Directive
Extract every line of the material below that contains the string "grass", matching uppercase and lowercase letters exactly.

....

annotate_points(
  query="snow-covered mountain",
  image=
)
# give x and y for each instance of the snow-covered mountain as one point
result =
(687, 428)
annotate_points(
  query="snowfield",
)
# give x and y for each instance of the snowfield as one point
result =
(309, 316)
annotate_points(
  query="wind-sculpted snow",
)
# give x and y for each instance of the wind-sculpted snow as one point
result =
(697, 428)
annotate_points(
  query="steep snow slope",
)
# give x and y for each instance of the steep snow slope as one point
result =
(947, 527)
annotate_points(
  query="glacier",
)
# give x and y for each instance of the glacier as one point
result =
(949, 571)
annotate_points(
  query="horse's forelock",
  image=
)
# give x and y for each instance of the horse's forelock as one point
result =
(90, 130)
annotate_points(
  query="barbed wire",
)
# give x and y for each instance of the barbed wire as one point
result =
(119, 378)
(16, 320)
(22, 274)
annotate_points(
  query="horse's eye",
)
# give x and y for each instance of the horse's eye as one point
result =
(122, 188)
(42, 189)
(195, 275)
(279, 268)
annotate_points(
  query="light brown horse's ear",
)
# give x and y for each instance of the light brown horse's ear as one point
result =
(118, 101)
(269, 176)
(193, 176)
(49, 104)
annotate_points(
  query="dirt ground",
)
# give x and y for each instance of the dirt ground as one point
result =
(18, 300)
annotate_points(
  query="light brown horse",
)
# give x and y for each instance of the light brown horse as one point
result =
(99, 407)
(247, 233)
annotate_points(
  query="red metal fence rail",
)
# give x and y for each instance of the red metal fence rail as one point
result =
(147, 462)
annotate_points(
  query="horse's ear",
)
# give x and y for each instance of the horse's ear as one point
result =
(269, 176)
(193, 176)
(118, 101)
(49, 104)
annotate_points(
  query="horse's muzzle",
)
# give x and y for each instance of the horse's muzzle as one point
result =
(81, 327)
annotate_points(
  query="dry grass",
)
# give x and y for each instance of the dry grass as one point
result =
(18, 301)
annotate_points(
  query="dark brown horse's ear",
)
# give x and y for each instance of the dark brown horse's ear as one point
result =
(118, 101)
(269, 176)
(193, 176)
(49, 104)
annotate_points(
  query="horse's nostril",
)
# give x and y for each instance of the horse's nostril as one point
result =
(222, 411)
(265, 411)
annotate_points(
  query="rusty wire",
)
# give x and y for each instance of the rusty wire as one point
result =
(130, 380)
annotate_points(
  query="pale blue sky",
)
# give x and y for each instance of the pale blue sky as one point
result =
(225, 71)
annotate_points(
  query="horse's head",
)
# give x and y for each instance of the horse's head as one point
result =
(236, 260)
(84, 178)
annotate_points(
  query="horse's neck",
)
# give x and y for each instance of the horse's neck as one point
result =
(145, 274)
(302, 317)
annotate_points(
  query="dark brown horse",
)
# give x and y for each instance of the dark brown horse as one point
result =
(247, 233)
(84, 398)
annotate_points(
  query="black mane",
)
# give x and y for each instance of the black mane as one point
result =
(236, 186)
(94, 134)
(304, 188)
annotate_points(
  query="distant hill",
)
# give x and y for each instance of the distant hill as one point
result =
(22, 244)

....

Solved exercise
  query="dry grass",
# give x and y for each instance of the dry grass as one point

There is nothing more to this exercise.